── Given data

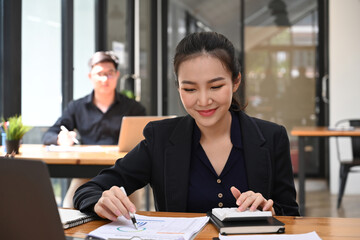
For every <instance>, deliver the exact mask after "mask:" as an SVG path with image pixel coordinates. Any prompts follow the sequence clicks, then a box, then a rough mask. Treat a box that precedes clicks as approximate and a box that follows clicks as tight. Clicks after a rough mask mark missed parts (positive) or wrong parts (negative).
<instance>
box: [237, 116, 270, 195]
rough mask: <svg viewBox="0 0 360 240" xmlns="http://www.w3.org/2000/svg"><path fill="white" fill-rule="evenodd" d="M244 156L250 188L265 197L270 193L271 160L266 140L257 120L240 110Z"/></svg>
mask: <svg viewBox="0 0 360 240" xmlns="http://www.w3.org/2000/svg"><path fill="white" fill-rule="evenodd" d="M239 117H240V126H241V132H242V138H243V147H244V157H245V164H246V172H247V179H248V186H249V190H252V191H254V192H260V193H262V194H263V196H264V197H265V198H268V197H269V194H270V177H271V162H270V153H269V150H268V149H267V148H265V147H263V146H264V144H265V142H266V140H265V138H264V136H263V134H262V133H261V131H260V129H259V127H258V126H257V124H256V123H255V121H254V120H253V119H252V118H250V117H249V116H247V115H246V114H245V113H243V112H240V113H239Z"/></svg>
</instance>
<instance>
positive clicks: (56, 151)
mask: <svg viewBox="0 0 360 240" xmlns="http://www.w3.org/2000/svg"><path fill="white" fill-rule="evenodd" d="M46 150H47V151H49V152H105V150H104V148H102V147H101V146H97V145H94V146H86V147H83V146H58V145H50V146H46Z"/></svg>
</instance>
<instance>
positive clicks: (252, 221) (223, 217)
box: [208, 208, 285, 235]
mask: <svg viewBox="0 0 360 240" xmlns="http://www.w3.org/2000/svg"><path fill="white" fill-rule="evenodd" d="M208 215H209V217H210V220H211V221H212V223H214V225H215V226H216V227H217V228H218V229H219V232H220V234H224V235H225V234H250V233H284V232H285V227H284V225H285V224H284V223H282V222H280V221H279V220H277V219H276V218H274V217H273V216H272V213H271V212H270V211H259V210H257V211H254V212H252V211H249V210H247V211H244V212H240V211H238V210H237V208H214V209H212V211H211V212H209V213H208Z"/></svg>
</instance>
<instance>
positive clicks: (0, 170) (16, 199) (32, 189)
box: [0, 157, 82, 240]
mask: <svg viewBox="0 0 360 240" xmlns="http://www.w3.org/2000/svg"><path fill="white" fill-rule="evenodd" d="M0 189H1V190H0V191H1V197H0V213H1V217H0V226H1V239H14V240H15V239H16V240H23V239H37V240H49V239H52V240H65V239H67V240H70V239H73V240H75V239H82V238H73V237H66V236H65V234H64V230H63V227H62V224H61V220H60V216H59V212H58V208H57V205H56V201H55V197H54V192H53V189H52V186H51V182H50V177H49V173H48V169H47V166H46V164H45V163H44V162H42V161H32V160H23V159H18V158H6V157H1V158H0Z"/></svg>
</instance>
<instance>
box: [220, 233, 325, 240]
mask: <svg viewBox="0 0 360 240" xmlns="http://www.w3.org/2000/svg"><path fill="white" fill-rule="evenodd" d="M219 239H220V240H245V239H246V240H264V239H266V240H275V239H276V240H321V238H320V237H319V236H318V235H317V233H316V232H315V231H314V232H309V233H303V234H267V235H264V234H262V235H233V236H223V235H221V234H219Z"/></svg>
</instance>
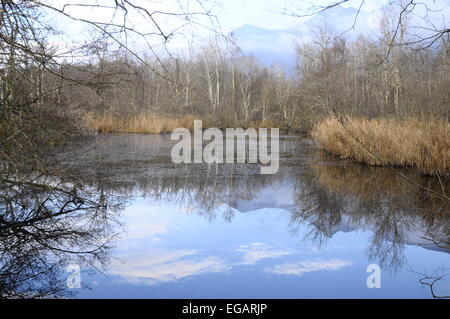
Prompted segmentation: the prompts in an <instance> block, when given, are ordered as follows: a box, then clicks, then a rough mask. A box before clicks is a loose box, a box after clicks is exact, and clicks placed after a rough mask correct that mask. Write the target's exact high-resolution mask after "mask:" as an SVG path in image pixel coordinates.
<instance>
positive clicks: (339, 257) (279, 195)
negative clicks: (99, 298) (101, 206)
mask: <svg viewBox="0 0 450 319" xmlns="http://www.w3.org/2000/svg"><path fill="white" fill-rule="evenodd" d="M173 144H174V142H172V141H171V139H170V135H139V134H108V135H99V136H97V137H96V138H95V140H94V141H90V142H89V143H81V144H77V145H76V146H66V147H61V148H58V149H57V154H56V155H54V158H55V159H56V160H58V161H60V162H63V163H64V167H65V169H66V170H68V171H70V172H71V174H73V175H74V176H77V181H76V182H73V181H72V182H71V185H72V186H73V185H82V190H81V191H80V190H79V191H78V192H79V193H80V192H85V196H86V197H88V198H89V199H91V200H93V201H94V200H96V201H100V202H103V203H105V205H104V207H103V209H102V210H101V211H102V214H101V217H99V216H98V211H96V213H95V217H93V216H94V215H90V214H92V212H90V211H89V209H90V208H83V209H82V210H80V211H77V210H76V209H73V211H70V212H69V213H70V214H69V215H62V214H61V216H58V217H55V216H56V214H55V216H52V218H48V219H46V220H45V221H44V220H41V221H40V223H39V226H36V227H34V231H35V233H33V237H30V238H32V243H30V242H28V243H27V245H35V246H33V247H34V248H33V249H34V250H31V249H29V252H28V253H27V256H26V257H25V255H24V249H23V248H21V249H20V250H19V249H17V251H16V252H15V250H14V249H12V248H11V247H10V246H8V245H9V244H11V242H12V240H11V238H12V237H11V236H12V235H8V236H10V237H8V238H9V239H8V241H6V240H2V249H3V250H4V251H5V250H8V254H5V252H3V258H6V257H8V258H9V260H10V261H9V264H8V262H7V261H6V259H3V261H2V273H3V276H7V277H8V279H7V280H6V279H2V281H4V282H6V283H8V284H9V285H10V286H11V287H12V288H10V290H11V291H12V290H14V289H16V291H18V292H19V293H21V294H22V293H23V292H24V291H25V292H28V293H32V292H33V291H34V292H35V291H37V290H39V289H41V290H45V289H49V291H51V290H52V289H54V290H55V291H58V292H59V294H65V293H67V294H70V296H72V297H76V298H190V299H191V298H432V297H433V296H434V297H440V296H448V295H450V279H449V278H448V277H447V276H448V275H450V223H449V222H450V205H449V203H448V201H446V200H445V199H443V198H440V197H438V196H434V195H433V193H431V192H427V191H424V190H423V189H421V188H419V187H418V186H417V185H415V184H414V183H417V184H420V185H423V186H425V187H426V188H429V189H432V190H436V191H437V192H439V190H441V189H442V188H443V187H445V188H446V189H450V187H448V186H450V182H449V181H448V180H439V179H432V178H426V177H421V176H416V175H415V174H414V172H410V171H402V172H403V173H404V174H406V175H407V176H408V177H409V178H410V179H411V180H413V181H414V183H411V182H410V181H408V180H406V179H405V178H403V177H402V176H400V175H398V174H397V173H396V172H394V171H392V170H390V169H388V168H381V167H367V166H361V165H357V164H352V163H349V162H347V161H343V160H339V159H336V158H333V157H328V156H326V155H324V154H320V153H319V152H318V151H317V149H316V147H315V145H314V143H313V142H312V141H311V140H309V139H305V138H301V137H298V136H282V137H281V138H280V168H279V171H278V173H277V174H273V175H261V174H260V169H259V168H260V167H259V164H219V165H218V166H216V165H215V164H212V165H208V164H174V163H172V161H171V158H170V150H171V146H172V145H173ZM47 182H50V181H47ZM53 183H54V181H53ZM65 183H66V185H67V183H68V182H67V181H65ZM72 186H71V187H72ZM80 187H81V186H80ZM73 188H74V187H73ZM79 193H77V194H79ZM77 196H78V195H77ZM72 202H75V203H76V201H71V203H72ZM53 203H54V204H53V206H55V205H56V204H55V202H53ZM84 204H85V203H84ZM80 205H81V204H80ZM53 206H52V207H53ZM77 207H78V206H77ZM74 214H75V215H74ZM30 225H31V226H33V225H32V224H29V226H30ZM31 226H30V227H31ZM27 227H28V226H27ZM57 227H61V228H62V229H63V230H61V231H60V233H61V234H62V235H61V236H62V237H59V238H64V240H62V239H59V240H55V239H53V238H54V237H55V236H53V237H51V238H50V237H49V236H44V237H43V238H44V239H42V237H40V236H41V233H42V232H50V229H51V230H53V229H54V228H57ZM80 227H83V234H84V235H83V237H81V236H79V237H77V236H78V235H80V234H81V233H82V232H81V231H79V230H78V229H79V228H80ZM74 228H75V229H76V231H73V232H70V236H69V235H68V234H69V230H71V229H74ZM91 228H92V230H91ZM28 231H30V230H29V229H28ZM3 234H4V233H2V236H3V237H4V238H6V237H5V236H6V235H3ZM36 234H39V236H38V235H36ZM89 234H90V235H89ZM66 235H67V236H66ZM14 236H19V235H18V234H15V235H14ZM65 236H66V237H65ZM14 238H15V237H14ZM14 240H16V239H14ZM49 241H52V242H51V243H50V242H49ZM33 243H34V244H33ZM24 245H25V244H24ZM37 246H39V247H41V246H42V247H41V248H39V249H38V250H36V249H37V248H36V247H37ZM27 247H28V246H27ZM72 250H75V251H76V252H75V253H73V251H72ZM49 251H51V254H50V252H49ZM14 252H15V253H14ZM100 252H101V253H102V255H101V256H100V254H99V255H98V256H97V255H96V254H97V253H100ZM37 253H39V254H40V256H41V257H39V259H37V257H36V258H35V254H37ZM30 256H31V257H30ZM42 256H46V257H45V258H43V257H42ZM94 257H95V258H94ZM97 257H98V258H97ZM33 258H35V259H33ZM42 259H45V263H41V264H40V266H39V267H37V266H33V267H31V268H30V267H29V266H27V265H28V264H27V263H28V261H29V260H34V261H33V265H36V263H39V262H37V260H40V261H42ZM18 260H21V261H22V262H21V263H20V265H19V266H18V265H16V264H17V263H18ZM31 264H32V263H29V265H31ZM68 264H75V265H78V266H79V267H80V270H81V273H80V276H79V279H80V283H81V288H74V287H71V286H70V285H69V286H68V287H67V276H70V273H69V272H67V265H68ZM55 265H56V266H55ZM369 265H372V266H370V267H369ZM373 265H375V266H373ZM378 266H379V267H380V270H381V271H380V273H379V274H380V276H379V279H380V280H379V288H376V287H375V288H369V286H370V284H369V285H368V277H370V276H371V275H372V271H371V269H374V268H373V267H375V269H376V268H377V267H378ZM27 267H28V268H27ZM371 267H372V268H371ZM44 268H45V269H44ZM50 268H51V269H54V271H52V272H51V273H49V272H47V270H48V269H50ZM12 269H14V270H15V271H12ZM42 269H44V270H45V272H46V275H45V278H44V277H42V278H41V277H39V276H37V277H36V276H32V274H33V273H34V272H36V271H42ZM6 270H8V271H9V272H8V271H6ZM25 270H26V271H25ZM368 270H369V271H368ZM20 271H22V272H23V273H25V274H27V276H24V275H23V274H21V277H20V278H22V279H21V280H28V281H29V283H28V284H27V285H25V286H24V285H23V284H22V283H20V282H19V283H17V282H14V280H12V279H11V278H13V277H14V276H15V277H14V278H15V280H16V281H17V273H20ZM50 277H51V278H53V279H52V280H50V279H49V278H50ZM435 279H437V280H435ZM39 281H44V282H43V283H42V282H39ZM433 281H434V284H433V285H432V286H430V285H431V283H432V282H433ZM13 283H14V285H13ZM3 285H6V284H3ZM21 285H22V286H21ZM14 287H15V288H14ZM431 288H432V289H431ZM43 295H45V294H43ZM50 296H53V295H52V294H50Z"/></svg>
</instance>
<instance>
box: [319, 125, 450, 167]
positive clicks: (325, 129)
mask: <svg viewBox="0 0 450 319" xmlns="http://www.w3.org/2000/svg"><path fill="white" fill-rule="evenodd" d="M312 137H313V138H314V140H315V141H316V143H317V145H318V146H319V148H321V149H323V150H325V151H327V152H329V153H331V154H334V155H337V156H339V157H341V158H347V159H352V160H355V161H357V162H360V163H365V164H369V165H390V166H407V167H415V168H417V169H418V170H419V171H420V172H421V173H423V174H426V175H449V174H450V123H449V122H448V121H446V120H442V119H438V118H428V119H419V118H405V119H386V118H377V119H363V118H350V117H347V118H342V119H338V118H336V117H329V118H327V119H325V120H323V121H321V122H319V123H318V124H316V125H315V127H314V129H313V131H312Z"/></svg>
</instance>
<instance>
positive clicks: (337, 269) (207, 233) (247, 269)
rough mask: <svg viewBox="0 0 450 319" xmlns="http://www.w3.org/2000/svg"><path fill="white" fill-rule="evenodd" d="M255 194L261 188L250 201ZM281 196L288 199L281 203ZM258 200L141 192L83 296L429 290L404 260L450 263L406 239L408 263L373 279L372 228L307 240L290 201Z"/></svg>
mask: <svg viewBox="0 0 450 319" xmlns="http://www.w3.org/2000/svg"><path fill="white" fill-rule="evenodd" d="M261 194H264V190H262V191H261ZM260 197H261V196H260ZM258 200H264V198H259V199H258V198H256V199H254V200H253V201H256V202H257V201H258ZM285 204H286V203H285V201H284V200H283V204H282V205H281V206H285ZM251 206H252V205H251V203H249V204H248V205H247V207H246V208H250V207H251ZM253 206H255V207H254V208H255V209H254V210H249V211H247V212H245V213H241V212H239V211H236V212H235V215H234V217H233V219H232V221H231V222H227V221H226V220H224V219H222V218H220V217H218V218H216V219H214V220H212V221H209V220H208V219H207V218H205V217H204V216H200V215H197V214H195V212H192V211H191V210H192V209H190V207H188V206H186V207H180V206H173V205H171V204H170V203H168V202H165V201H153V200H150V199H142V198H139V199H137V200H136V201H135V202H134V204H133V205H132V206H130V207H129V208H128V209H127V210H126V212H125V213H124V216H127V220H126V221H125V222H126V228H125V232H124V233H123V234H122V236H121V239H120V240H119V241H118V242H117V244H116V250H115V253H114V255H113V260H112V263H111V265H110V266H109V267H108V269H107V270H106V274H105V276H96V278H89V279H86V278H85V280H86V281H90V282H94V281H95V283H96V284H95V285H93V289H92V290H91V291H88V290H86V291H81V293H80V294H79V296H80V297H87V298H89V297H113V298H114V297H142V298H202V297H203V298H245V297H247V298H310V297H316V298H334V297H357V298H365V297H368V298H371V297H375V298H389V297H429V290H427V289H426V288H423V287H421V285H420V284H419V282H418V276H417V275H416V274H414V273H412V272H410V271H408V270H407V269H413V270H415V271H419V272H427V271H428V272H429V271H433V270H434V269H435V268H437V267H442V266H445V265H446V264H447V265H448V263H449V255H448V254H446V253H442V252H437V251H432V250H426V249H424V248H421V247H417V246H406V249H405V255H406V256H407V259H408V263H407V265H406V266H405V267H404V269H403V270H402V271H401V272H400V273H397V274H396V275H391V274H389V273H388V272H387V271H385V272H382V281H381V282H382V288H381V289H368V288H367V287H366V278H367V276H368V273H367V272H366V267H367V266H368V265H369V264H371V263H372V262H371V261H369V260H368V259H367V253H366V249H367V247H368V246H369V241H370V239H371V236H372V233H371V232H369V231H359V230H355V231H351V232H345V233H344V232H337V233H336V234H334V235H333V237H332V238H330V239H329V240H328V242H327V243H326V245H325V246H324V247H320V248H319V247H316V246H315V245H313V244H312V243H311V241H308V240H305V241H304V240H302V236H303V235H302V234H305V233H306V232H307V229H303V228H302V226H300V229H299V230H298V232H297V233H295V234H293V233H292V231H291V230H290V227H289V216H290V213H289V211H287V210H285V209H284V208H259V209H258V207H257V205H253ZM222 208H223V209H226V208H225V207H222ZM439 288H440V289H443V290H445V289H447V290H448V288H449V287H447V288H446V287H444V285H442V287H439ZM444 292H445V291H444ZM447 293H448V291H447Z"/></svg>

────

• [Task instructions]: Each line from the first line of the records through the line containing "positive clicks: (252, 221) (223, 217)" must be reproduced exactly, with both ends included and all pictures omitted; nothing else belongs in the answer.

• [Task solution]:
For every <instance>, deliver the exact mask after "mask:" as an SVG path with image pixel coordinates. Any prompts follow the sequence clicks, then a box, then a rough mask. Treat a box that precedes clicks as approximate and a box that follows clicks as tight. Clicks after a rough mask mark missed parts (positive) or wrong parts (negative).
<instance>
box: [237, 116, 270, 195]
rough mask: <svg viewBox="0 0 360 240" xmlns="http://www.w3.org/2000/svg"><path fill="white" fill-rule="evenodd" d="M244 156L250 188L265 197L270 193L271 160L266 140L257 120L240 110Z"/></svg>
mask: <svg viewBox="0 0 360 240" xmlns="http://www.w3.org/2000/svg"><path fill="white" fill-rule="evenodd" d="M239 117H240V126H241V132H242V138H243V147H244V157H245V164H246V172H247V179H248V186H249V190H252V191H254V192H260V193H262V194H263V196H264V197H265V198H268V197H269V194H270V177H271V162H270V153H269V150H268V149H267V148H265V147H263V146H264V144H265V142H266V140H265V138H264V136H263V134H262V133H261V131H260V129H259V127H258V126H257V124H256V123H255V121H254V120H253V119H252V118H250V117H249V116H247V115H246V114H245V113H243V112H240V113H239Z"/></svg>
</instance>
<instance>
positive clicks: (56, 151)
mask: <svg viewBox="0 0 360 240" xmlns="http://www.w3.org/2000/svg"><path fill="white" fill-rule="evenodd" d="M46 150H47V151H49V152H105V150H104V148H102V147H101V146H97V145H94V146H86V147H83V146H58V145H50V146H46Z"/></svg>
</instance>
<instance>
positive clicks: (252, 221) (223, 217)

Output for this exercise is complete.